**DATA SECTION:**
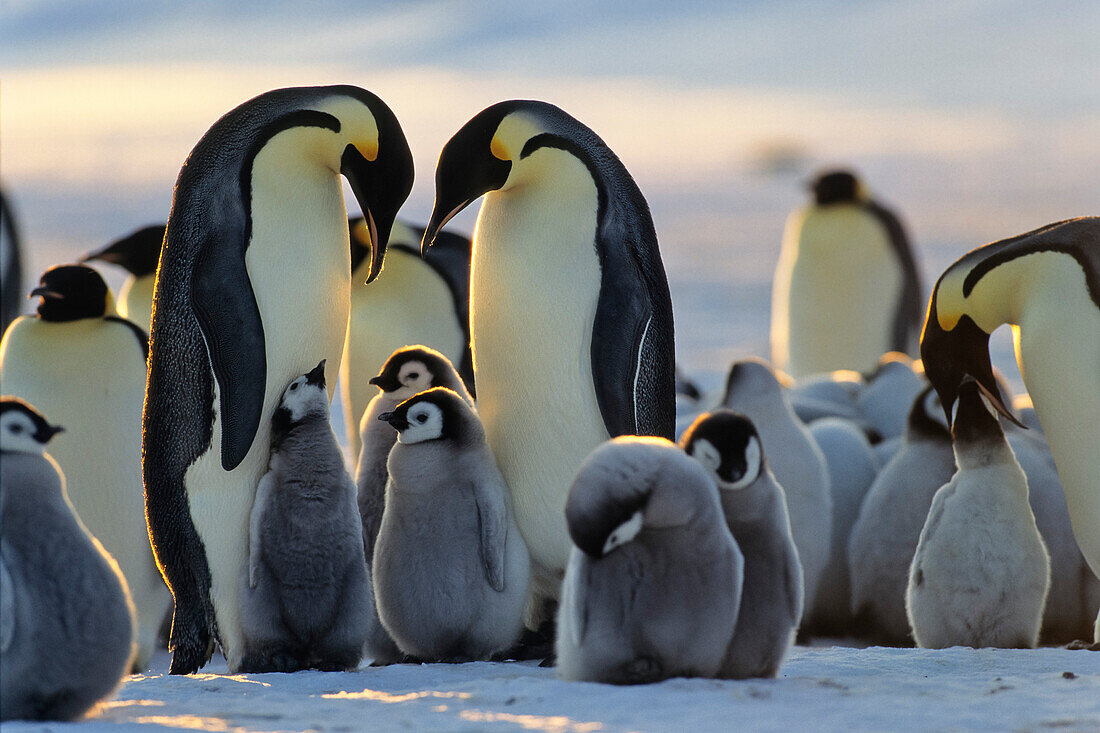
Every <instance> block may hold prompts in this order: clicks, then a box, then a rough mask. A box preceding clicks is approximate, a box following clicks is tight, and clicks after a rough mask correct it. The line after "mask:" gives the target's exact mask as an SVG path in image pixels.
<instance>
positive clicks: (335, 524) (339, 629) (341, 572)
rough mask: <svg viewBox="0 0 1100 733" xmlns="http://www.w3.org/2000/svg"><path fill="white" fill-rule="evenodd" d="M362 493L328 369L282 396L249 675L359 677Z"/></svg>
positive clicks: (361, 602) (265, 482)
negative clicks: (347, 447)
mask: <svg viewBox="0 0 1100 733" xmlns="http://www.w3.org/2000/svg"><path fill="white" fill-rule="evenodd" d="M362 548H363V539H362V528H361V524H360V519H359V511H357V510H356V507H355V485H354V484H353V483H352V480H351V477H349V475H348V470H346V469H345V468H344V462H343V455H342V453H341V451H340V446H339V445H338V444H337V438H335V436H334V435H333V434H332V428H331V426H330V424H329V400H328V393H327V391H326V386H324V360H323V359H322V360H321V362H320V363H319V364H317V366H316V368H315V369H313V370H312V371H311V372H309V373H308V374H305V375H303V376H299V378H297V379H295V380H294V381H293V382H290V384H289V385H288V386H287V387H286V390H285V391H284V392H283V397H282V400H281V401H279V404H278V407H276V409H275V413H274V416H273V418H272V456H271V462H270V464H268V471H267V473H265V474H264V477H263V479H261V480H260V486H259V489H257V490H256V499H255V503H254V504H253V507H252V516H251V521H250V523H249V573H248V580H246V586H248V587H246V588H245V589H244V591H243V599H244V602H243V604H242V609H243V611H244V614H243V617H242V628H243V630H244V649H245V652H244V656H243V658H242V661H241V669H242V670H244V671H252V672H260V671H295V670H297V669H304V668H309V667H313V668H317V669H322V670H342V669H352V668H354V667H355V666H356V665H357V664H359V659H360V655H361V653H362V647H363V642H364V639H365V637H366V619H367V614H368V609H370V604H371V597H370V581H368V579H367V575H366V564H365V561H364V560H363V553H362Z"/></svg>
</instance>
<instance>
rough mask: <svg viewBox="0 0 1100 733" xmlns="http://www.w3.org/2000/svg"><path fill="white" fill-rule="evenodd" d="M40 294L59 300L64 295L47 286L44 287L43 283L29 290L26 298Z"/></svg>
mask: <svg viewBox="0 0 1100 733" xmlns="http://www.w3.org/2000/svg"><path fill="white" fill-rule="evenodd" d="M40 296H41V297H44V298H56V299H58V300H61V299H63V298H64V297H65V296H64V295H62V294H61V293H58V292H57V291H52V289H50V288H48V287H46V286H45V285H40V286H38V287H36V288H34V289H33V291H31V294H30V295H27V296H26V297H27V298H34V297H40Z"/></svg>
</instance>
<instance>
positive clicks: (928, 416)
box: [846, 386, 955, 646]
mask: <svg viewBox="0 0 1100 733" xmlns="http://www.w3.org/2000/svg"><path fill="white" fill-rule="evenodd" d="M954 473H955V458H954V455H953V453H952V436H950V433H949V431H948V429H947V425H946V423H945V422H944V419H943V414H942V413H941V409H939V401H938V398H937V397H936V394H935V393H934V392H933V390H932V387H931V386H927V387H925V389H924V390H923V391H922V392H921V393H920V394H919V395H917V396H916V397H915V398H914V400H913V405H912V407H911V409H910V413H909V423H908V425H906V427H905V433H904V435H903V437H902V439H901V446H900V448H899V449H898V452H895V453H894V456H893V458H891V459H890V460H889V461H888V462H887V463H886V466H883V467H882V470H881V471H880V472H879V474H878V475H877V477H876V478H875V481H873V482H872V483H871V486H870V489H868V491H867V495H866V496H864V501H862V504H861V505H860V507H859V515H858V516H857V518H856V522H855V524H853V526H851V533H850V535H849V537H848V543H847V545H846V549H847V561H848V576H849V580H850V582H851V613H853V615H854V617H855V624H856V626H855V628H856V632H857V635H858V636H860V637H861V638H866V639H869V641H871V642H873V643H876V644H886V645H893V646H910V645H912V643H913V642H912V638H911V632H910V626H909V619H908V616H906V615H905V587H906V583H908V582H909V567H910V564H911V562H912V561H913V553H914V551H915V550H916V545H917V541H919V540H920V538H921V528H922V527H923V526H924V521H925V517H927V515H928V507H930V506H931V505H932V499H933V496H935V494H936V491H938V489H939V488H941V486H942V485H944V484H945V483H947V482H948V481H950V478H952V475H953V474H954Z"/></svg>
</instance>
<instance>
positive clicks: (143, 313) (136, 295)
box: [80, 225, 164, 330]
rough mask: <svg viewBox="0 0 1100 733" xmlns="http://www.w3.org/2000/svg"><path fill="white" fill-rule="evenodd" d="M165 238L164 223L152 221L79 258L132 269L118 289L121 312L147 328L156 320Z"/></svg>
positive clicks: (127, 316) (145, 328) (126, 269)
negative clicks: (157, 289) (156, 308)
mask: <svg viewBox="0 0 1100 733" xmlns="http://www.w3.org/2000/svg"><path fill="white" fill-rule="evenodd" d="M162 242H164V225H151V226H149V227H142V228H141V229H139V230H136V231H134V232H131V233H130V234H128V236H125V237H123V238H122V239H118V240H116V241H113V242H111V243H110V244H108V245H107V247H105V248H102V249H100V250H96V251H95V252H90V253H88V254H86V255H84V256H83V258H80V262H92V261H99V262H107V263H108V264H113V265H118V266H120V267H122V269H124V270H125V271H127V272H128V273H130V276H129V277H127V280H125V282H124V283H122V289H120V291H119V305H118V308H119V315H120V316H122V317H123V318H125V319H127V320H132V321H133V322H135V324H138V325H139V326H141V327H142V328H143V329H145V330H149V328H150V326H151V325H152V322H153V285H154V284H155V283H156V263H157V262H158V261H160V259H161V243H162Z"/></svg>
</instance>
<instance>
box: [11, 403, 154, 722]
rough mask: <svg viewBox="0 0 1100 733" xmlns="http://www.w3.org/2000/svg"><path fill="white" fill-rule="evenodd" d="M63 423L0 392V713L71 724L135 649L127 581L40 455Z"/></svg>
mask: <svg viewBox="0 0 1100 733" xmlns="http://www.w3.org/2000/svg"><path fill="white" fill-rule="evenodd" d="M61 430H62V428H59V427H56V426H53V425H50V424H48V423H47V422H46V419H45V418H44V417H43V416H42V414H40V413H38V412H37V411H36V409H34V408H33V407H31V406H30V405H29V404H27V403H25V402H23V401H21V400H17V398H14V397H0V527H2V534H0V719H2V720H5V721H9V720H75V719H77V718H79V716H81V715H83V714H84V713H85V712H87V711H88V710H89V709H90V708H91V707H92V705H95V704H96V703H97V702H98V701H100V700H102V699H105V698H106V697H108V696H109V694H111V692H112V691H113V690H114V689H116V688H118V686H119V685H120V683H121V681H122V677H123V676H124V675H127V674H128V672H129V671H130V667H131V664H132V661H133V657H134V654H135V652H136V645H135V641H134V638H135V634H136V623H135V620H134V609H133V603H132V602H131V601H130V593H129V591H128V590H127V583H125V579H124V578H123V577H122V573H120V572H119V568H118V566H117V565H116V562H114V560H113V559H112V558H111V556H110V555H108V554H107V551H106V550H105V549H103V546H102V545H100V544H99V541H98V540H97V539H96V538H95V537H92V536H91V535H90V534H89V533H88V530H87V529H86V528H85V527H84V525H83V524H81V523H80V521H79V519H78V518H77V516H76V514H75V513H74V512H73V506H72V504H69V502H68V500H67V497H66V495H65V480H64V478H63V475H62V473H61V471H59V470H58V468H57V463H55V462H54V460H53V459H52V458H50V457H48V456H47V455H45V453H44V450H45V447H46V444H47V442H48V441H50V440H51V438H53V437H54V436H55V435H56V434H57V433H59V431H61Z"/></svg>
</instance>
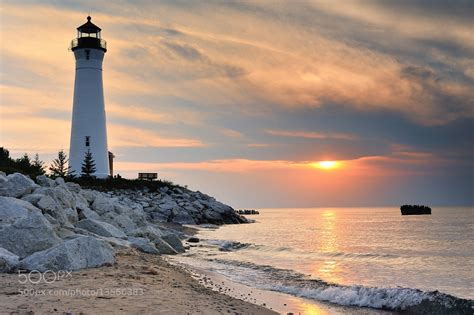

**TASK TO COMPLETE:**
Copy out every line of the records above without any change, and leave the pictures out of your copy.

**REPLY:**
Every <instance> block may hold prompts in this order: clicks, then a box, then a rough mask. A box preceding clicks is approximate, a box following clicks is tight, and clicks after a rough mask correct it. The line after "mask:" gives the target's exact mask as an SVG path in image pixels.
<instance>
positive clicks: (335, 524) (339, 629) (341, 572)
rough mask: <svg viewBox="0 0 1100 733" xmlns="http://www.w3.org/2000/svg"><path fill="white" fill-rule="evenodd" d="M362 493L328 369L282 396L249 675L359 677Z"/></svg>
positive clicks: (361, 602) (265, 482)
negative clicks: (347, 447)
mask: <svg viewBox="0 0 1100 733" xmlns="http://www.w3.org/2000/svg"><path fill="white" fill-rule="evenodd" d="M362 548H363V539H362V528H361V524H360V519H359V511H357V510H356V507H355V485H354V484H353V483H352V480H351V477H349V475H348V470H346V469H345V468H344V462H343V455H342V453H341V451H340V446H339V445H338V444H337V438H335V436H334V435H333V434H332V428H331V426H330V424H329V400H328V393H327V391H326V386H324V360H323V359H322V360H321V362H320V363H319V364H317V366H316V368H315V369H313V370H312V371H311V372H309V373H308V374H305V375H303V376H299V378H297V379H295V380H294V381H293V382H290V384H289V385H288V386H287V387H286V390H285V391H284V392H283V397H282V400H281V401H279V404H278V407H276V409H275V413H274V416H273V418H272V456H271V462H270V464H268V471H267V473H265V474H264V477H263V479H261V480H260V486H259V489H257V490H256V499H255V503H254V504H253V507H252V516H251V521H250V523H249V573H248V580H246V586H248V587H246V588H245V589H244V591H243V599H244V602H243V604H242V609H243V611H244V614H243V617H242V628H243V630H244V649H245V652H244V656H243V658H242V661H241V669H242V670H244V671H252V672H260V671H295V670H297V669H304V668H309V667H313V668H317V669H322V670H342V669H352V668H354V667H355V666H356V665H357V664H359V659H360V655H361V653H362V647H363V642H364V639H365V637H366V619H367V614H368V609H370V604H371V597H370V581H368V579H367V575H366V564H365V561H364V560H363V553H362Z"/></svg>
</instance>
<instance>
rough mask: <svg viewBox="0 0 1100 733" xmlns="http://www.w3.org/2000/svg"><path fill="white" fill-rule="evenodd" d="M40 294L59 300L64 295L47 286L44 287L43 283L29 290L26 298Z"/></svg>
mask: <svg viewBox="0 0 1100 733" xmlns="http://www.w3.org/2000/svg"><path fill="white" fill-rule="evenodd" d="M40 296H41V297H44V298H56V299H58V300H61V299H63V298H64V297H65V296H64V295H62V294H61V293H58V292H57V291H52V289H50V288H48V287H46V286H45V285H40V286H38V287H36V288H34V289H33V291H31V294H30V295H27V296H26V297H27V298H34V297H40Z"/></svg>
</instance>
<instance>
positive clicks: (928, 416)
box: [846, 386, 955, 646]
mask: <svg viewBox="0 0 1100 733" xmlns="http://www.w3.org/2000/svg"><path fill="white" fill-rule="evenodd" d="M954 473H955V458H954V455H953V453H952V436H950V433H949V431H948V429H947V425H946V423H945V422H944V419H943V414H942V413H941V409H939V401H938V398H937V397H936V394H935V393H934V392H933V390H932V387H931V386H927V387H925V389H924V390H923V391H922V392H921V393H920V394H919V395H917V396H916V397H915V398H914V400H913V405H912V407H911V409H910V413H909V423H908V425H906V427H905V433H904V435H903V437H902V439H901V446H900V448H899V449H898V452H895V453H894V456H893V458H891V459H890V460H889V461H888V462H887V463H886V466H883V467H882V470H881V471H880V472H879V474H878V475H877V477H876V478H875V481H873V482H872V483H871V486H870V489H868V491H867V495H866V496H864V501H862V504H861V505H860V507H859V515H858V516H857V518H856V522H855V524H853V526H851V533H850V535H849V537H848V543H847V545H846V549H847V561H848V576H849V580H850V582H851V613H853V615H854V617H855V624H856V626H855V628H856V632H857V635H858V636H860V637H861V638H866V639H869V641H871V642H873V643H876V644H886V645H893V646H910V645H912V643H913V642H912V638H911V632H910V626H909V619H908V616H906V615H905V587H906V583H908V582H909V567H910V564H911V562H912V561H913V553H914V551H915V550H916V545H917V541H919V540H920V538H921V528H922V527H923V526H924V521H925V517H927V515H928V507H930V506H931V505H932V499H933V496H935V494H936V491H938V489H939V488H941V486H942V485H944V484H945V483H947V482H948V481H950V478H952V475H953V474H954Z"/></svg>
</instance>
<instance>
positive clicks: (143, 313) (136, 295)
box: [80, 225, 164, 330]
rough mask: <svg viewBox="0 0 1100 733" xmlns="http://www.w3.org/2000/svg"><path fill="white" fill-rule="evenodd" d="M165 238L164 223L152 221L79 258L132 269L118 289L121 312L147 328L156 320Z"/></svg>
positive clicks: (127, 316) (145, 328) (126, 269)
negative clicks: (157, 289) (156, 308)
mask: <svg viewBox="0 0 1100 733" xmlns="http://www.w3.org/2000/svg"><path fill="white" fill-rule="evenodd" d="M162 242H164V225H151V226H149V227H142V228H141V229H139V230H136V231H134V232H131V233H130V234H128V236H125V237H123V238H122V239H118V240H116V241H113V242H111V243H110V244H108V245H107V247H105V248H102V249H100V250H96V251H95V252H90V253H88V254H86V255H84V256H83V258H80V262H92V261H99V262H107V263H108V264H113V265H118V266H120V267H122V269H124V270H125V271H127V272H128V273H130V276H129V277H127V280H125V282H124V283H122V289H120V291H119V305H118V308H119V315H120V316H122V317H123V318H125V319H127V320H132V321H133V322H135V324H138V325H139V326H141V327H142V328H143V329H145V330H149V328H150V326H151V325H152V322H153V285H154V284H155V283H156V263H157V262H158V261H160V259H161V243H162Z"/></svg>
</instance>
<instance>
box: [11, 403, 154, 722]
rough mask: <svg viewBox="0 0 1100 733" xmlns="http://www.w3.org/2000/svg"><path fill="white" fill-rule="evenodd" d="M63 423L0 392V713L71 724L135 649L127 581L40 455Z"/></svg>
mask: <svg viewBox="0 0 1100 733" xmlns="http://www.w3.org/2000/svg"><path fill="white" fill-rule="evenodd" d="M61 430H62V428H59V427H56V426H53V425H50V424H48V423H47V422H46V419H45V418H44V417H43V416H42V414H40V413H38V412H37V411H36V409H34V408H33V407H31V406H30V405H29V404H27V403H25V402H23V401H21V400H17V398H14V397H0V527H2V534H0V719H2V720H5V721H9V720H75V719H77V718H79V716H81V715H83V714H84V713H85V712H87V711H88V710H89V709H90V708H91V707H92V705H95V704H96V703H97V702H98V701H100V700H102V699H105V698H106V697H108V696H109V694H111V692H112V691H113V690H114V689H116V688H118V686H119V685H120V683H121V681H122V677H123V676H124V675H127V674H128V672H129V671H130V667H131V664H132V661H133V657H134V654H135V652H136V645H135V641H134V638H135V634H136V623H135V620H134V609H133V603H132V602H131V601H130V593H129V591H128V590H127V583H125V579H124V578H123V577H122V573H120V572H119V568H118V566H117V565H116V562H114V560H113V559H112V558H111V556H110V555H108V554H107V551H106V550H105V549H103V546H102V545H100V544H99V541H98V540H97V539H96V538H95V537H92V536H91V535H90V534H89V533H88V530H87V529H86V528H85V527H84V525H83V524H81V523H80V521H79V519H78V518H77V516H76V514H75V513H74V512H73V506H72V504H69V502H68V500H67V497H66V495H65V480H64V478H63V475H62V473H61V471H59V470H58V468H57V463H55V462H54V460H53V459H52V458H50V457H48V456H47V455H45V453H44V450H45V447H46V444H47V442H48V441H50V440H51V438H53V437H54V436H55V435H56V434H57V433H59V431H61Z"/></svg>
</instance>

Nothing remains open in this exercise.